■ **Estratto**
Domenica 4 marzo 2018, milioni di italiani si recheranno alle urne, al netto di coloro che decideranno di restarsene a casa, per rinnovare i due rami del Parlamento, attraverso l'elezione di seicentotrenta “onorevoli” rappresentanti del popolo alla Camera dei deputati e trecentoquindici al Senato della Repubblica.
In occasione di queste elezioni politiche si terrà a battesimo la nuova legge elettorale, recentemente entrata in vigore, con alcune insidie che la stessa, per sua natura, non riesce a nascondere e che si palesano a livello locale nei vari collegi elettorali, fra i quali anche quello gelese.
Il nuovo sistema elettorale, noto come “rosatellum”, prevede l'attribuzione solo di 1/3 dei seggi attraverso i collegi uninominali dove cioè si vota il candidato (non sempre espressione del territorio, anzi) e vince semplicemente chi prende più preferenze dagli elettori.
Preferenze che sfumano fino a scomparire del tutto nelle liste “bloccate” per i collegi plurinominali, destinate ad occupare ben 2/3 degli scranni parlamentari. Un qualcosa con tutta evidenza maldigerito dai “territori” che si vedono catapultati, benché in liste brevi, tantissimi candidati che non conoscono.
In Italia l'eventualità di un'assenza delle preferenze nel sistema elettorale è vista da decenni con sofferenza dall'elettorato e la ragione è ben precisa. Si chiama “partitocrazia” e quella italiana è nota in tutto il mondo occidentale. Una partitocrazia invasiva che ha colonizzato tutto quanto era ed è di dimensione pubblica.

■ **Cosa fare**
- 1) Secondo l'estratto, quanti rappresentanti saranno eletti alla Camera dei deputati?
- 2) Riporta il passo dell'estratto che comincia con le parole "Domenica 4 marzo" e si ferma dopo le parole "Senato della Repubblica.".
- 3) Per ogni affermazione, indica con un sì o un no se concorda con l'estratto e cita le parole che lo decidono.
(a) Il rosatellum assegna un terzo dei seggi attraverso i collegi uninominali.
(b) Nelle liste dei collegi plurinominali gli elettori possono esprimere preferenze.
(c) Al Senato della Repubblica si eleggono trecentoquindici rappresentanti.

■ **Dati forniti**
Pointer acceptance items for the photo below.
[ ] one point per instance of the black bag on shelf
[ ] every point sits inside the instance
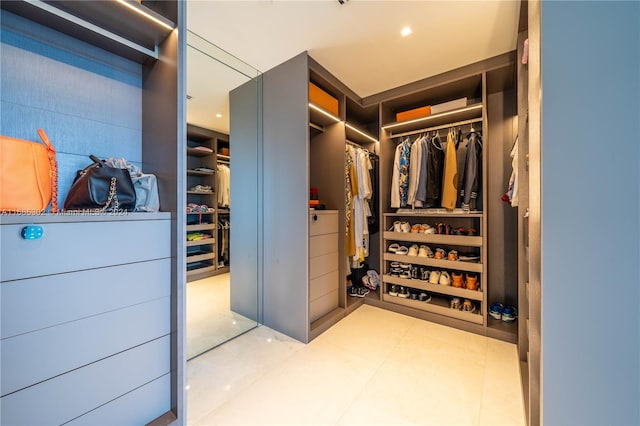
(99, 187)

■ **Soluzioni**
- 1) Seicentotrenta.

- 2)
Domenica 4 marzo 2018, milioni di italiani si recheranno alle urne, al netto di coloro che decideranno di restarsene a casa, per rinnovare i due rami del Parlamento, attraverso l'elezione di seicentotrenta “onorevoli” rappresentanti del popolo alla Camera dei deputati e trecentoquindici al Senato della Repubblica.

- 3)
(a) Sì: "prevede l'attribuzione solo di 1/3 dei seggi attraverso i collegi uninominali"
(b) No: "Preferenze che sfumano fino a scomparire del tutto nelle liste “bloccate” per i collegi plurinominali"
(c) Sì: "trecentoquindici al Senato della Repubblica"